#### TESTO ESTRATTO:
▬▬▬▬▬▬▬▬▬▬
A FIL DI RETE
Gene Gnocchi e la leggerezza dei comici nei talk politici
Perché appare così necessaria la presenza del comico nei talk d’approfondimento? Le risposte sono abbastanza scontate. È un momento di alleggerimento, è un momento in cui il politico presente in studio viene preso per i fondelli, è il momento, nel migliore dei casi, in cui alla politica «vera» viene contrapposta la politica immaginaria, quella cresciuta sul terreno dell’ironia e del paradosso, spesso capace di ridare agli ospiti la qualità di cui più difettano: la fantasia.
▬▬▬▬▬▬▬▬▬▬
#### RECORD FORNITI:
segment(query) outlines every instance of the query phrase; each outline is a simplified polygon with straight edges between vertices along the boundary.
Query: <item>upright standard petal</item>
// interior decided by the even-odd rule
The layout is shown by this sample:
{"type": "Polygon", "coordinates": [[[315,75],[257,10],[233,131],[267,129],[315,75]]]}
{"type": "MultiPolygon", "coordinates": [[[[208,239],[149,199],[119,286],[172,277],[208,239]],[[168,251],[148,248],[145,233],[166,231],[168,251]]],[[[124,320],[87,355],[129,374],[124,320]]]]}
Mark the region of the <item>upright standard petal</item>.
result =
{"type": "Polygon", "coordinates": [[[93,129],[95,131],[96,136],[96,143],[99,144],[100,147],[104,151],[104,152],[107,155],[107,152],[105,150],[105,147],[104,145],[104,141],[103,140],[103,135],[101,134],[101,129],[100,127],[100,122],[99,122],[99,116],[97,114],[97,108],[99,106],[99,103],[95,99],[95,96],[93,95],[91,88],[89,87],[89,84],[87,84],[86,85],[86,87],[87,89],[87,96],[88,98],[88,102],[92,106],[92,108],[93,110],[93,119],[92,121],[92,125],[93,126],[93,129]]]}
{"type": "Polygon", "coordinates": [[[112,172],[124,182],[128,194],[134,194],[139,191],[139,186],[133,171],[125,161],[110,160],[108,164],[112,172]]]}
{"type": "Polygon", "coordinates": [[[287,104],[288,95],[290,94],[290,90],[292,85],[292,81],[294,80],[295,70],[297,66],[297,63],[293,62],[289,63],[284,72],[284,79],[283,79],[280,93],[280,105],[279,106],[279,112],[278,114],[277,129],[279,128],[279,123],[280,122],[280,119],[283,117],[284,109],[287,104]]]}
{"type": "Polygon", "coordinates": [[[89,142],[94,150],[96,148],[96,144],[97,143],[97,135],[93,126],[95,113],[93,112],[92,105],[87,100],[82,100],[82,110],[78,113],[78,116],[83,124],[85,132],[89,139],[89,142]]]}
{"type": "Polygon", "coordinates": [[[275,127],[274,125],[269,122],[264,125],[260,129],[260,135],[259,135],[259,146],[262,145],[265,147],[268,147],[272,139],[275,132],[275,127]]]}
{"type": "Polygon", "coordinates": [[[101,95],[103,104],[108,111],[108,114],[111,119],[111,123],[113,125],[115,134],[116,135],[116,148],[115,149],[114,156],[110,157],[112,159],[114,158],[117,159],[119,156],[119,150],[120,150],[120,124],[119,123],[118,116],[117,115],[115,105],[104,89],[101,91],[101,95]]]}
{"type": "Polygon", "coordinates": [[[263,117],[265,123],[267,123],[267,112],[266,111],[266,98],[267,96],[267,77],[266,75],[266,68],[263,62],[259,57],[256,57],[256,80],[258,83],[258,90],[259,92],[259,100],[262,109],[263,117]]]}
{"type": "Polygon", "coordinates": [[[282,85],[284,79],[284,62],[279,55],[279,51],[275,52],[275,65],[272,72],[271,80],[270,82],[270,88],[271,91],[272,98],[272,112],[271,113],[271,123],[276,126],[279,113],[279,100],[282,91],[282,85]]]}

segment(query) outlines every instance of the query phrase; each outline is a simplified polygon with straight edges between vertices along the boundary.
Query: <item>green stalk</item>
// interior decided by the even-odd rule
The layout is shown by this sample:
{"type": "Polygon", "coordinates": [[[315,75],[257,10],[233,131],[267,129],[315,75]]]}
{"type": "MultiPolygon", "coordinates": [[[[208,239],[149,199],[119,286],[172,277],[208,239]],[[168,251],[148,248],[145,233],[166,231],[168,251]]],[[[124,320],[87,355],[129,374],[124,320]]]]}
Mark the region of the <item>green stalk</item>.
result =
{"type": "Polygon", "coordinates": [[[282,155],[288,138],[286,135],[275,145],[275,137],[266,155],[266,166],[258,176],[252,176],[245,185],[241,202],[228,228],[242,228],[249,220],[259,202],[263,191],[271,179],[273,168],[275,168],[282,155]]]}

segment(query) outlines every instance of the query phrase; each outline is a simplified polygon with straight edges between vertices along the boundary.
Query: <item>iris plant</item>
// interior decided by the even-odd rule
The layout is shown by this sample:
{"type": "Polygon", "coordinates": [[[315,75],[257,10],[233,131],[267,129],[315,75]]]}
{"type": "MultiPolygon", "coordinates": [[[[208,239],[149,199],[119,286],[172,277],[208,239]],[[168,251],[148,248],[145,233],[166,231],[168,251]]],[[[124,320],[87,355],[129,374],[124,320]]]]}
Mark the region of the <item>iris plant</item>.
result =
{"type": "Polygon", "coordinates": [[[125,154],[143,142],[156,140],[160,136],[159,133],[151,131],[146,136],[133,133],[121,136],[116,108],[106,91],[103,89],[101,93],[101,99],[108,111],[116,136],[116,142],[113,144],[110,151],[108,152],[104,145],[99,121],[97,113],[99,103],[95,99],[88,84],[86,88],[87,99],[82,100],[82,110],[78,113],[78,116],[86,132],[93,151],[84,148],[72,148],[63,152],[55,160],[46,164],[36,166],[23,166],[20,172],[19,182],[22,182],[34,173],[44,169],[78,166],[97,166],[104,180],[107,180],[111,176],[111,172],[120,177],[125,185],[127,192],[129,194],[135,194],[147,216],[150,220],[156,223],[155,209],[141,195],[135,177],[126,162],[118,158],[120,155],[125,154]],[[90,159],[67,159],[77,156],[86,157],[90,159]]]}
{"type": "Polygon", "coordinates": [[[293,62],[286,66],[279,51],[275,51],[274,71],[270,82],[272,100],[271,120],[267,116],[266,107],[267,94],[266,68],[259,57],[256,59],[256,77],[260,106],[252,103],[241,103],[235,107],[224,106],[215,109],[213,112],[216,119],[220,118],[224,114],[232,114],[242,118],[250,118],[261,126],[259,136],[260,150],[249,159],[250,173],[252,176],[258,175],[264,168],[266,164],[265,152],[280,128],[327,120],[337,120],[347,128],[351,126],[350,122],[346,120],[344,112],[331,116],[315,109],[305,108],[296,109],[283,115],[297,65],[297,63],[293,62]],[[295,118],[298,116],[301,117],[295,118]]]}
▬▬▬▬▬▬▬▬▬▬
#### ELENCO ATTIVITÀ:
A: Rispondi alle seguenti domande sul brano dedicato ai comici nei talk politici:
(i) Quale comico è nominato nel titolo?
(ii) Su quale terreno è cresciuta la politica immaginaria?
(iii) Di quale qualità difettano soprattutto gli ospiti?
B: Trascrivi dal brano sui comici nei talk politici il passo che inizia con le parole "A FIL DI RETE" e termina dopo le parole "difettano: la fantasia.".

#### RISULTATI DELLE ATTIVITÀ:
A:
(i) Gene Gnocchi.
(ii) Sul terreno dell'ironia e del paradosso.
(iii) La fantasia.

B:
A FIL DI RETE
Gene Gnocchi e la leggerezza dei comici nei talk politici
Perché appare così necessaria la presenza del comico nei talk d’approfondimento? Le risposte sono abbastanza scontate. È un momento di alleggerimento, è un momento in cui il politico presente in studio viene preso per i fondelli, è il momento, nel migliore dei casi, in cui alla politica «vera» viene contrapposta la politica immaginaria, quella cresciuta sul terreno dell’ironia e del paradosso, spesso capace di ridare agli ospiti la qualità di cui più difettano: la fantasia.